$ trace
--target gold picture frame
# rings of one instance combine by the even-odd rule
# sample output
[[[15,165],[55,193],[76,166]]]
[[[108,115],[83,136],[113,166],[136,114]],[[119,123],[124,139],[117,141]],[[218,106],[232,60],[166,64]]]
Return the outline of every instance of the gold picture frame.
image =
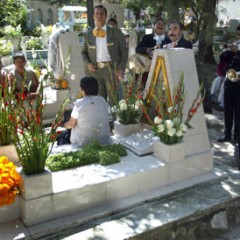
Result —
[[[157,86],[157,81],[160,80],[159,75],[162,72],[162,78],[164,83],[164,88],[166,90],[167,99],[168,99],[168,106],[172,106],[172,97],[171,97],[171,90],[168,81],[167,69],[165,64],[165,58],[163,56],[158,56],[156,60],[156,65],[153,73],[153,77],[148,89],[148,94],[146,97],[147,106],[150,106],[152,101],[152,95],[154,94],[155,88]]]

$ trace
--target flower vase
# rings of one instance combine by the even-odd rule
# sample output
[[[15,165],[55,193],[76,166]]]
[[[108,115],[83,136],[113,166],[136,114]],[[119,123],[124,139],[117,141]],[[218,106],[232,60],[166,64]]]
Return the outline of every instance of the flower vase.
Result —
[[[119,121],[114,121],[114,134],[126,137],[137,133],[141,130],[141,123],[127,124],[124,125]]]
[[[19,45],[20,45],[20,41],[21,41],[21,37],[9,37],[8,39],[13,44],[14,50],[18,50]]]
[[[42,35],[43,49],[48,48],[48,40],[49,40],[49,34],[43,34]]]
[[[6,156],[11,162],[18,162],[18,154],[13,144],[0,146],[0,156]]]
[[[52,173],[45,169],[42,173],[26,175],[23,170],[20,171],[22,180],[20,182],[21,196],[25,200],[38,198],[43,195],[52,194]]]
[[[11,55],[3,56],[2,64],[5,67],[11,65],[12,64],[12,56]]]
[[[153,155],[167,163],[179,162],[185,159],[185,142],[167,145],[161,141],[154,141]]]

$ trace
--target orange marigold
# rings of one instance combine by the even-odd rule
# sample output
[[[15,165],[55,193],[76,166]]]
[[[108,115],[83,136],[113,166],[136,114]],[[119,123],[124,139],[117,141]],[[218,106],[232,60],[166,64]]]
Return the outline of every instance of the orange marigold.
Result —
[[[63,89],[67,89],[67,88],[68,88],[68,82],[67,82],[66,80],[64,80],[64,81],[62,82],[62,88],[63,88]]]
[[[7,157],[0,157],[0,207],[11,204],[18,194],[21,177]]]

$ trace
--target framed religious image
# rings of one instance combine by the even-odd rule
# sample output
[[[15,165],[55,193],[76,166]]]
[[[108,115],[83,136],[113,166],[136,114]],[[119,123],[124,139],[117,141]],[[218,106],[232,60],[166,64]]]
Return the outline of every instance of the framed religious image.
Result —
[[[150,79],[147,81],[143,98],[146,102],[149,116],[153,118],[153,116],[155,116],[155,106],[154,101],[152,101],[153,97],[158,99],[162,98],[163,101],[167,101],[168,107],[172,106],[171,90],[168,81],[165,58],[163,56],[157,56],[153,74],[150,75]]]

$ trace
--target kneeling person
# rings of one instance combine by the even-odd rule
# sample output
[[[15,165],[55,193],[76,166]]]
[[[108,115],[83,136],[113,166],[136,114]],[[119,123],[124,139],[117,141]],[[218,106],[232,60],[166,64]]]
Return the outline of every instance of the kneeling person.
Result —
[[[82,78],[80,94],[83,98],[75,101],[71,118],[64,125],[66,129],[71,129],[71,143],[83,146],[94,139],[98,139],[101,144],[108,142],[109,105],[103,97],[97,95],[97,80],[94,77]]]

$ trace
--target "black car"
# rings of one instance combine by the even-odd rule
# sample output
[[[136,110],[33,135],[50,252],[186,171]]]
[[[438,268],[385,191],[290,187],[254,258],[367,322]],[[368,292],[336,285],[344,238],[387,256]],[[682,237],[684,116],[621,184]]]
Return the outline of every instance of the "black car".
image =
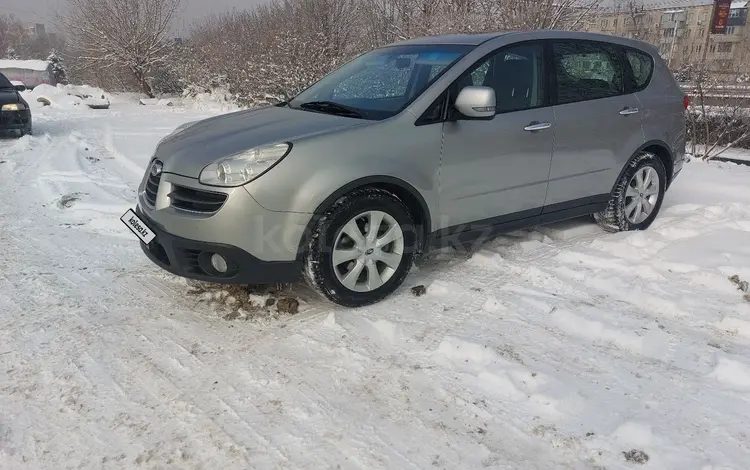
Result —
[[[0,73],[0,133],[31,134],[31,110],[10,80]]]

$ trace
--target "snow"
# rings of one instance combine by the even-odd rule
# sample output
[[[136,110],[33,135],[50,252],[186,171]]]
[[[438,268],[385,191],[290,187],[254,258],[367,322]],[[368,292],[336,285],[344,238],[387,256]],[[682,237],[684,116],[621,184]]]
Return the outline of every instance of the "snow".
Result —
[[[50,106],[70,110],[77,106],[104,105],[112,96],[104,90],[91,86],[74,85],[37,85],[33,90],[21,93],[26,102],[33,107],[44,106],[39,100],[49,101]]]
[[[0,70],[3,69],[26,69],[36,72],[44,72],[49,68],[49,62],[46,60],[15,60],[0,59]]]
[[[118,220],[224,104],[110,98],[0,140],[0,468],[746,468],[750,167],[686,164],[645,232],[516,232],[253,319],[221,304],[268,292],[191,294]]]

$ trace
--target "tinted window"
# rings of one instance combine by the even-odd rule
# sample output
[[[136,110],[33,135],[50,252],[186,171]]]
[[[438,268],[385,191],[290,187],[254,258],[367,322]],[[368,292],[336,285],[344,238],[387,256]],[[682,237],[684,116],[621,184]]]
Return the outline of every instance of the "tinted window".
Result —
[[[0,73],[0,88],[13,88],[13,85],[10,83],[10,80],[8,80],[5,75]]]
[[[506,47],[471,68],[459,81],[459,91],[465,86],[493,88],[498,113],[536,108],[544,104],[543,65],[541,44]]]
[[[650,55],[632,49],[625,51],[625,57],[630,64],[630,70],[633,71],[634,91],[643,90],[648,85],[649,80],[651,80],[651,73],[654,71],[654,60]]]
[[[605,43],[553,43],[559,104],[594,100],[623,93],[622,68],[617,50]]]
[[[368,52],[297,95],[298,108],[332,101],[356,109],[366,119],[385,119],[403,110],[473,46],[384,47]]]

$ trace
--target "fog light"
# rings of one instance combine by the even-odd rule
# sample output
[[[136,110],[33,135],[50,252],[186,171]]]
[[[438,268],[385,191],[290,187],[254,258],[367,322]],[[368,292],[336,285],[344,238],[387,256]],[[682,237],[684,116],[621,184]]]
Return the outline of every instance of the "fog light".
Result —
[[[211,256],[211,266],[213,266],[216,271],[222,274],[226,273],[228,269],[227,260],[225,260],[223,256],[217,253],[214,253]]]

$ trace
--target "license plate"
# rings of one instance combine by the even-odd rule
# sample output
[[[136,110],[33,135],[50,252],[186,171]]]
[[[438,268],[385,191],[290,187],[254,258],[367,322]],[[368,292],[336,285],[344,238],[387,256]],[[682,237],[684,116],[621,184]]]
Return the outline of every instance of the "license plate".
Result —
[[[122,223],[125,224],[130,231],[146,245],[156,238],[156,234],[154,234],[153,230],[135,215],[135,212],[133,212],[132,209],[128,209],[128,211],[120,217],[120,220],[122,220]]]

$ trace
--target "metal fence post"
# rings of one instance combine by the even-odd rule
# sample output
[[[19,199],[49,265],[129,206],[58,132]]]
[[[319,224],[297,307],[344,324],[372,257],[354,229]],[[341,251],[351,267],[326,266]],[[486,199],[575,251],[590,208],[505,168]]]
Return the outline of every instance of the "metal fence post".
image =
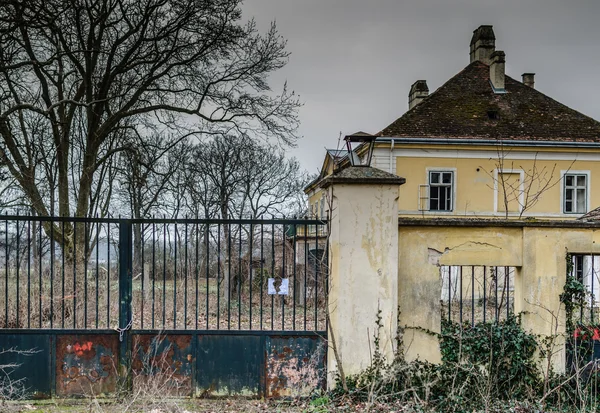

**REQUIREMENT:** Every entry above should be written out again verbatim, with no pictures included.

**RESULT FOR THIS EXERCISE:**
$ trace
--target gold picture frame
# rings of one instance combine by the even-odd rule
# sample output
[[[15,165],[55,193],[76,166]]]
[[[108,115],[83,136],[113,166],[136,114]],[[119,123],[124,139],[117,141]],[[218,106],[232,60],[166,64]]]
Return the outline of every instance of the gold picture frame.
image =
Result —
[[[157,86],[157,81],[160,80],[159,75],[162,72],[162,78],[164,83],[164,88],[166,90],[167,99],[168,99],[168,106],[172,106],[172,97],[171,97],[171,90],[168,81],[167,69],[165,64],[165,58],[163,56],[158,56],[156,60],[156,65],[153,73],[153,77],[148,89],[148,94],[146,97],[147,106],[150,106],[152,101],[152,95],[154,94],[155,88]]]

$ trace
--target flower vase
# rings of one instance combine by the even-odd rule
# sample output
[[[15,165],[55,193],[76,166]]]
[[[108,115],[83,136],[113,166],[136,114]],[[119,123],[124,139],[117,141]],[[218,106],[232,60],[166,64]]]
Return the outline of every instance of the flower vase.
Result —
[[[119,121],[114,121],[114,134],[126,137],[137,133],[141,130],[141,123],[127,124],[124,125]]]
[[[19,45],[20,45],[20,41],[21,41],[21,37],[9,37],[8,39],[13,44],[14,50],[18,50]]]
[[[42,35],[43,49],[48,48],[48,40],[49,40],[49,34],[43,34]]]
[[[6,156],[11,162],[18,162],[18,154],[13,144],[0,146],[0,156]]]
[[[52,173],[45,169],[42,173],[26,175],[23,170],[20,171],[22,180],[20,182],[21,196],[25,200],[38,198],[43,195],[52,194]]]
[[[11,55],[3,56],[2,64],[5,67],[11,65],[12,64],[12,56]]]
[[[153,155],[167,163],[179,162],[185,159],[185,142],[167,145],[161,141],[154,141]]]

$ trace
--target orange marigold
# rings of one instance combine by the even-odd rule
# sample output
[[[15,165],[55,193],[76,166]]]
[[[108,115],[83,136],[113,166],[136,114]],[[119,123],[124,139],[117,141]],[[218,106],[232,60],[166,64]]]
Return the outline of every instance of the orange marigold.
Result —
[[[63,89],[67,89],[67,88],[68,88],[68,82],[67,82],[66,80],[64,80],[64,81],[62,82],[62,88],[63,88]]]
[[[7,157],[0,157],[0,207],[11,204],[18,194],[21,177]]]

$ trace
--target framed religious image
# rings of one instance combine by the even-odd rule
# sample output
[[[15,165],[55,193],[76,166]]]
[[[108,115],[83,136],[113,166],[136,114]],[[119,123],[124,139],[117,141]],[[218,106],[232,60],[166,64]]]
Return the outline of every instance of the framed religious image.
Result —
[[[150,79],[147,81],[143,98],[146,102],[149,116],[153,118],[153,116],[155,116],[155,106],[154,101],[152,101],[153,97],[158,99],[162,98],[163,101],[167,101],[168,107],[172,106],[171,90],[168,81],[165,58],[163,56],[157,56],[153,74],[150,75]]]

$ trace
--target kneeling person
# rings of one instance combine by the even-odd rule
# sample output
[[[15,165],[55,193],[76,166]]]
[[[108,115],[83,136],[113,166],[136,114]],[[119,123],[124,139],[117,141]],[[218,106],[232,60],[166,64]]]
Return the outline of every instance of the kneeling person.
Result —
[[[82,78],[80,94],[83,98],[75,101],[71,118],[64,125],[66,129],[71,129],[71,143],[83,146],[94,139],[98,139],[101,144],[108,142],[109,105],[103,97],[97,95],[97,80],[94,77]]]

$ trace
--target "black car"
# rings of one instance combine by the even-odd rule
# sample output
[[[136,110],[33,135],[50,252],[186,171]]]
[[[438,268],[385,191],[290,187],[254,258],[367,322]],[[368,292],[336,285],[344,238],[387,256]],[[682,237],[684,116],[621,184]]]
Return the outline of every instance of the "black car".
image =
Result —
[[[0,73],[0,133],[31,134],[31,110],[10,80]]]

$ trace
--target "snow"
# rings of one instance combine by the even-odd rule
# sample output
[[[136,110],[33,135],[50,252],[186,171]]]
[[[438,268],[385,191],[290,187],[254,258],[367,322]],[[368,292],[336,285],[344,238],[387,256]],[[682,237],[684,116],[621,184]]]
Return the outline of every instance of the "snow".
Result —
[[[50,106],[70,110],[77,106],[104,105],[112,96],[104,90],[91,86],[74,85],[37,85],[33,90],[21,93],[26,102],[33,107],[44,106],[39,100],[49,101]]]
[[[0,70],[3,69],[26,69],[36,72],[44,72],[49,68],[49,62],[46,60],[15,60],[0,59]]]
[[[118,220],[224,104],[110,98],[0,140],[0,468],[746,468],[750,167],[686,164],[645,232],[516,232],[253,319],[221,304],[268,292],[191,294]]]

$ trace
--target "tinted window"
# rings of one instance combine by the even-odd rule
# sample output
[[[136,110],[33,135],[50,252],[186,171]]]
[[[438,268],[385,191],[290,187],[254,258],[367,322]],[[368,292],[336,285],[344,238],[387,256]],[[682,237],[684,116],[621,184]]]
Return the outline of every instance of the "tinted window".
Result —
[[[0,73],[0,88],[13,88],[13,85],[10,83],[10,80],[8,80],[5,75]]]
[[[506,47],[471,68],[459,81],[459,91],[465,86],[493,88],[498,113],[536,108],[544,104],[543,65],[541,44]]]
[[[650,55],[632,49],[625,51],[625,57],[630,64],[630,70],[633,71],[634,91],[643,90],[648,85],[649,80],[651,80],[651,73],[654,71],[654,60]]]
[[[605,43],[553,43],[559,104],[594,100],[623,93],[622,68],[617,50]]]
[[[368,52],[297,95],[298,108],[332,101],[356,109],[366,119],[385,119],[403,110],[473,46],[384,47]]]

$ trace
--target "fog light"
# rings of one instance combine by the even-odd rule
# sample output
[[[136,110],[33,135],[50,252],[186,171]]]
[[[438,268],[385,191],[290,187],[254,258],[367,322]],[[368,292],[336,285],[344,238],[387,256]],[[682,237],[684,116],[621,184]]]
Return the outline of every instance of the "fog light".
Result —
[[[211,256],[211,266],[213,266],[216,271],[222,274],[226,273],[228,269],[227,260],[225,260],[223,256],[217,253],[214,253]]]

$ trace
--target "license plate"
# rings of one instance combine by the even-odd rule
# sample output
[[[136,110],[33,135],[50,252],[186,171]]]
[[[438,268],[385,191],[290,187],[254,258],[367,322]],[[368,292],[336,285],[344,238],[387,256]],[[682,237],[684,116],[621,184]]]
Return the outline of every instance of the "license plate".
Result —
[[[122,223],[125,224],[130,231],[146,245],[156,238],[156,234],[154,234],[153,230],[135,215],[135,212],[133,212],[132,209],[128,209],[128,211],[120,217],[120,220],[122,220]]]

$ trace
--target "metal fence post"
# rings of one instance combine by the even-odd rule
# sample output
[[[19,199],[49,265],[129,206],[58,132]]]
[[[319,224],[297,307],[344,324],[372,257],[354,229]],[[341,251],[351,267],[326,266]],[[486,199],[575,251],[590,208],[505,168]]]
Return the outline of every instance of the "metal fence post".
image =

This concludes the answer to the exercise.